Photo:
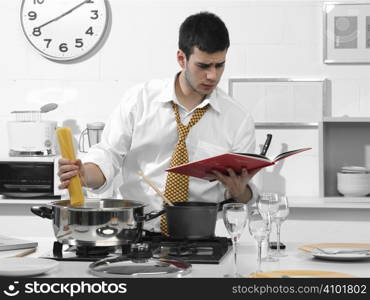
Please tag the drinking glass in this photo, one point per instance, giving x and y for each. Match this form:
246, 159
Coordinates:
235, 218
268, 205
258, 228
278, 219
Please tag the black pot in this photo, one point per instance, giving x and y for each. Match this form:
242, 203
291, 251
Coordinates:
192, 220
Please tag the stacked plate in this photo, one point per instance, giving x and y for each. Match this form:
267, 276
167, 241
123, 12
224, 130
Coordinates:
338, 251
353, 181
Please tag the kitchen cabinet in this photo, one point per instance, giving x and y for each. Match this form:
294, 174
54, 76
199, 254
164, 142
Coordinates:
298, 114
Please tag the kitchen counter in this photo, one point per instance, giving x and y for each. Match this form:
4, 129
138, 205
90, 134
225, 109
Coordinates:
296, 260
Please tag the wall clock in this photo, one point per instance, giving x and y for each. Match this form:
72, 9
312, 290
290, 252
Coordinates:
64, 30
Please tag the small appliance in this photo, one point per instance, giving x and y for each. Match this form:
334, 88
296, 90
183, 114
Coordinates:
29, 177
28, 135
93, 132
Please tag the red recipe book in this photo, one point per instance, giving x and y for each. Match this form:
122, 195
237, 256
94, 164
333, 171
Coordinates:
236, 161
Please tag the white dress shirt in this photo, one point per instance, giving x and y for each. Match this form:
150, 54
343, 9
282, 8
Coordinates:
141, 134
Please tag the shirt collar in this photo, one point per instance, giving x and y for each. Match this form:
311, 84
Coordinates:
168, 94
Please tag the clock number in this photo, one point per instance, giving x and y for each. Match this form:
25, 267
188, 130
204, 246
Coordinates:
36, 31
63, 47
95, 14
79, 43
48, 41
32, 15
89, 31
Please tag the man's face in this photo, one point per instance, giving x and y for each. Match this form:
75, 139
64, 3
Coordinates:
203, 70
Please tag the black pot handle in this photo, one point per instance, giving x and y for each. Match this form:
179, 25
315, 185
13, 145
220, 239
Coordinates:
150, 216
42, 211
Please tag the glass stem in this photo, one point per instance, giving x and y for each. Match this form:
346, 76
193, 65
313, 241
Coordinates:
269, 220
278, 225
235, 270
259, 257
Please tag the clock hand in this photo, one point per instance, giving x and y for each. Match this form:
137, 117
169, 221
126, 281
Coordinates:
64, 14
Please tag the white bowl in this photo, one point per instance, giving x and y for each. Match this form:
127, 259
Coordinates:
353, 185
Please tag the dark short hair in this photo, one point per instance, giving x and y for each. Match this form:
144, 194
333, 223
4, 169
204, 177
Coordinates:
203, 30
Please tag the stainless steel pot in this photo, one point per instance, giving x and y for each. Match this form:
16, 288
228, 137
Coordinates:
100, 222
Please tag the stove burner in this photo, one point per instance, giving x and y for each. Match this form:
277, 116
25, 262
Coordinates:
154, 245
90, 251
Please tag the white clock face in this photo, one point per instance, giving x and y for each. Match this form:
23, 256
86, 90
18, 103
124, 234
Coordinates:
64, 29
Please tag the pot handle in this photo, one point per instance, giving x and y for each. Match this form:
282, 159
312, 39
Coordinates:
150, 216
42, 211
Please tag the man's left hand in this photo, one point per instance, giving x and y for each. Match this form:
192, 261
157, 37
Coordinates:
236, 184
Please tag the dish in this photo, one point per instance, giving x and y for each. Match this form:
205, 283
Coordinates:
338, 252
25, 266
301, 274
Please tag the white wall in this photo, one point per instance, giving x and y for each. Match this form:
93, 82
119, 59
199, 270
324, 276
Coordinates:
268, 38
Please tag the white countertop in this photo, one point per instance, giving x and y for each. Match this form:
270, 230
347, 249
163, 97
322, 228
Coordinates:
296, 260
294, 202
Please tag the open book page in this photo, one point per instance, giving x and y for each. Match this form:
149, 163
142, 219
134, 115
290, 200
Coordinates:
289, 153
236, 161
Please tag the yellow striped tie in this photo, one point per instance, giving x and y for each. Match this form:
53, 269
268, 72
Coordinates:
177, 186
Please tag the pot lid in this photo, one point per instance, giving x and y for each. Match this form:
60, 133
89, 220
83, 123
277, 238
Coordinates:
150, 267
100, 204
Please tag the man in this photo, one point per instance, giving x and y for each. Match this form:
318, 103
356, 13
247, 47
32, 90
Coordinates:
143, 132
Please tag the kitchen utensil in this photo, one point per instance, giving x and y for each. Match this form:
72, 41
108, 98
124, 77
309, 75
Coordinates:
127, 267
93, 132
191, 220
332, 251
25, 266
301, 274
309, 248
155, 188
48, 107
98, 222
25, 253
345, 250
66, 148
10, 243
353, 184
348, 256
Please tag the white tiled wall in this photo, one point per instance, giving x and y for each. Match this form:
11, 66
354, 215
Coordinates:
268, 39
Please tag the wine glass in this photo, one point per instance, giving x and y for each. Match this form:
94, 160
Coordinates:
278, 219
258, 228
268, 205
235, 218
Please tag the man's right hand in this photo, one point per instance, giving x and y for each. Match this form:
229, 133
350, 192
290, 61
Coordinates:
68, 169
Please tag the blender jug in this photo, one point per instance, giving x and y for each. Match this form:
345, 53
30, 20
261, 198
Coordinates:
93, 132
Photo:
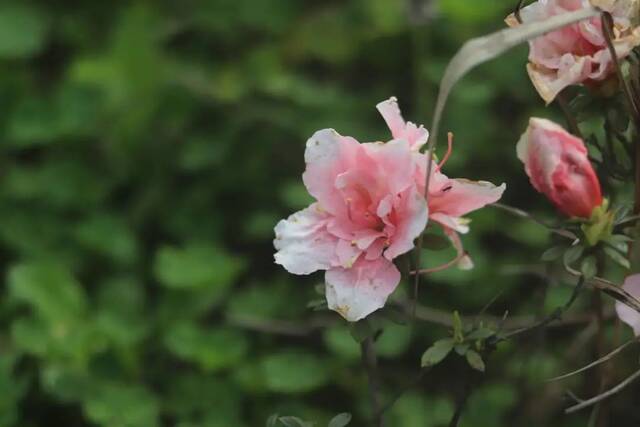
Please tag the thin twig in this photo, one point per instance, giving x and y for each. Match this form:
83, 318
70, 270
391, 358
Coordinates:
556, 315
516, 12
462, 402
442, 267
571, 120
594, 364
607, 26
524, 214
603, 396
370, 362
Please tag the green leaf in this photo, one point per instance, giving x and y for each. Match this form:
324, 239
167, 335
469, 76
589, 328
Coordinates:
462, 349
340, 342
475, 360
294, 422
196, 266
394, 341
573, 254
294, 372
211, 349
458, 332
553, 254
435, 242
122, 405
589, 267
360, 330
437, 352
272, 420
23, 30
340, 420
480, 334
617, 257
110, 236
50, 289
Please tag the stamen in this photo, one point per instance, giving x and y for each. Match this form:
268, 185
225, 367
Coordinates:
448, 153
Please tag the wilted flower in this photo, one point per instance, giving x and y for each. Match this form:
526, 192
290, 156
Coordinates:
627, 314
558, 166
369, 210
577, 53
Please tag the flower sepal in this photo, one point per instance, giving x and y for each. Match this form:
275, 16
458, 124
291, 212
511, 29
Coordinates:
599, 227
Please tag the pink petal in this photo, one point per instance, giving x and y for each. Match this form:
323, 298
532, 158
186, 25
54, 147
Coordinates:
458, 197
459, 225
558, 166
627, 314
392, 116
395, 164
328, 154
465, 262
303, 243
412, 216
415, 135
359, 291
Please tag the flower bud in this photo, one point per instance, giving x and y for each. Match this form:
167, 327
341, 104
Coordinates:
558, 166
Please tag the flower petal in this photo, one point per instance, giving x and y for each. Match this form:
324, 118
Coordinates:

■ ■ ■ ■

=== Task directions ===
Omit every picture, and otherwise quote the entries exactly.

=== Response to this exercise ===
Photo:
Please tag the drinking glass in this photo, one point per instance, giving x and y for each. Match this form:
246, 159
Coordinates:
235, 218
268, 205
258, 228
278, 219
Please tag the black pot in this photo, one point per instance, giving x and y for each. Match this form:
242, 203
291, 251
Coordinates:
192, 220
Please tag the stacked plate in this photo, one point per instance, giving x and y for each. Match this form:
267, 276
167, 241
123, 12
224, 130
Coordinates:
338, 251
353, 181
Please tag the kitchen cabinet in this photo, one point per instance, giving x and y for each. Match this form:
294, 174
54, 76
199, 254
164, 142
Coordinates:
298, 114
Please tag the kitchen counter in this photo, one point per instance, giving x and y for each. Match this form:
4, 129
138, 205
90, 134
225, 109
Coordinates:
296, 260
Please tag the wall clock in this photo, one point per instance, giving x and y for each. Match this form:
72, 9
312, 290
290, 252
Coordinates:
64, 30
Please tag the small appliance in this photo, one point per instance, giving x and y for each. Match this form:
334, 88
296, 90
183, 114
Coordinates:
29, 177
28, 135
93, 132
Please tag the red recipe book in this photo, one point per instance, giving x and y for each. Match this form:
122, 195
237, 256
94, 164
333, 171
Coordinates:
236, 161
Please tag the white dress shirt in this photo, one point per instance, giving x and y for each. Match this form:
150, 54
343, 9
282, 8
Coordinates:
141, 134
Please tag the shirt collar in this photo, one point per instance, giving x and y for each. Match this form:
311, 84
Coordinates:
168, 94
Please tag the clock number in this photo, one point per instance, giving x and y for each. Match this form:
25, 267
188, 130
204, 246
Coordinates:
36, 31
63, 47
95, 14
79, 43
48, 41
32, 15
89, 31
Please tag the man's face in this photo, one point per instance, giving x and y for each. Match this form:
75, 139
64, 3
Coordinates:
203, 70
Please tag the black pot handle in this photo, one point per instance, giving x and y for each. Match this form:
179, 25
315, 185
13, 145
220, 239
Coordinates:
150, 216
42, 211
Please tag the glass stem in this photo, one point per instance, giving x and y for each. Match this form:
346, 76
193, 65
313, 241
Coordinates:
269, 220
278, 225
235, 270
259, 257
Please tag the clock hand in this photo, one point per instance, giving x and y for each. Match this form:
137, 117
169, 221
126, 281
Coordinates:
64, 14
Please tag the white bowl in this photo, one point per instance, giving x and y for each. Match this form:
127, 259
Coordinates:
353, 185
Please tag the dark short hair in this photo, one point per instance, giving x and y for each. Match this form:
144, 194
333, 223
4, 169
204, 177
Coordinates:
203, 30
Please tag the stainless steel pot in this photo, one point per instance, giving x and y for each. Match this form:
16, 288
228, 137
Coordinates:
100, 222
Please tag the stove burner in this photo, one point per instance, giving x and y for each. Match this form:
277, 116
25, 262
Coordinates:
154, 245
90, 251
Please tag the white clock face in this photo, one point per instance, giving x and y for each. Match this form:
23, 256
86, 90
18, 103
124, 234
Coordinates:
64, 29
Please tag the pot handle in this photo, one point per instance, giving x and y for each. Match this form:
282, 159
312, 39
Coordinates:
150, 216
42, 211
Please tag the man's left hand in this photo, one point per instance, giving x and y for each. Match this form:
192, 261
157, 37
Coordinates:
236, 184
Please tag the dish in this photo, one point per instance, giving x and y for each. Match this form:
205, 283
Coordinates:
338, 252
25, 266
301, 274
Please tag the white wall in this photo, one point per instance, giving x and y for each. Match this form:
93, 82
119, 59
199, 270
324, 276
Coordinates:
268, 38
Please tag the white countertop in this photo, one point per instance, giving x and y for each. Match this form:
270, 230
347, 249
163, 97
322, 228
Coordinates:
296, 260
294, 202
Please tag the open book page in this photo, one point per instance, giving x and y for each. Match this form:
149, 163
142, 219
134, 115
290, 200
Coordinates:
289, 153
236, 161
Please tag the yellow striped tie in this photo, one point per instance, giving x and y for each. Match this form:
53, 269
268, 72
Coordinates:
177, 186
Please tag the pot lid in this photo, one point per instance, giving x and y for each. Match this form:
60, 133
89, 220
83, 123
277, 238
Coordinates:
150, 267
100, 204
Please tag the man in this photo, one point per instance, giving x and y for each. Match this form:
318, 103
356, 13
247, 47
32, 90
Coordinates:
143, 132
Please tag the kitchen utensil in this photo, one point per instance, giving x and y for each. Match this form:
72, 41
108, 98
124, 77
309, 75
Coordinates:
127, 267
93, 132
191, 220
332, 251
25, 266
301, 274
309, 248
155, 188
48, 107
98, 222
25, 253
345, 250
66, 148
10, 243
353, 184
348, 256
Please tag the white tiled wall in this photo, one point per instance, giving x and y for each. Match this form:
11, 66
354, 215
Coordinates:
268, 39
Please tag the wine glass in this photo, one point per instance, giving x and y for each. Match this form:
94, 160
Coordinates:
278, 219
258, 228
268, 205
235, 218
Please tag the man's right hand in this photo, one point per instance, giving x and y for each. Match this form:
229, 133
350, 192
290, 61
Coordinates:
68, 169
Please tag the blender jug in this photo, one point per instance, giving x and y for each. Match this form:
345, 53
30, 20
261, 198
Coordinates:
93, 132
Photo:
Please tag the thin twig in this photo, one point per instance, giving x and y for each. Match this form:
83, 318
70, 270
391, 358
Coordinates:
556, 315
516, 12
462, 402
442, 267
571, 120
594, 364
607, 26
524, 214
603, 396
370, 362
Please tag the green leaf in this photo, one point per instance, giving x and y for each. Match this form:
324, 239
167, 335
469, 76
589, 328
Coordinates:
462, 349
340, 342
475, 360
294, 422
196, 266
394, 341
573, 254
294, 372
211, 349
458, 332
553, 254
435, 242
122, 405
589, 267
360, 330
437, 352
272, 420
23, 30
340, 420
480, 334
617, 257
110, 236
50, 289
Please tag the stamen in this photo, one point per instance, giving x and y for each. Match this form:
268, 185
225, 367
Coordinates:
448, 153
Please tag the wilted flower in this photo, one point per instance, giving x and y for each. Match this form:
526, 192
290, 156
Coordinates:
627, 314
558, 166
369, 210
577, 53
Please tag the flower sepal in this photo, one point per instance, giving x and y for each. Match this form:
275, 16
458, 124
291, 212
511, 29
Coordinates:
599, 227
Please tag the pink petal in this photo, one point per instance, giving x and y for each. Match this form:
323, 298
532, 158
186, 25
54, 147
Coordinates:
458, 197
459, 225
558, 166
627, 314
392, 116
395, 164
328, 154
465, 262
303, 243
412, 216
415, 135
359, 291
Please tag the flower bud in this photo, one point per instance, giving x and y for each. Match this form:
167, 327
341, 104
Coordinates:
558, 166
Please tag the flower petal in this photo, one point per instance, giving x and y for each. Match this form:
324, 118
Coordinates:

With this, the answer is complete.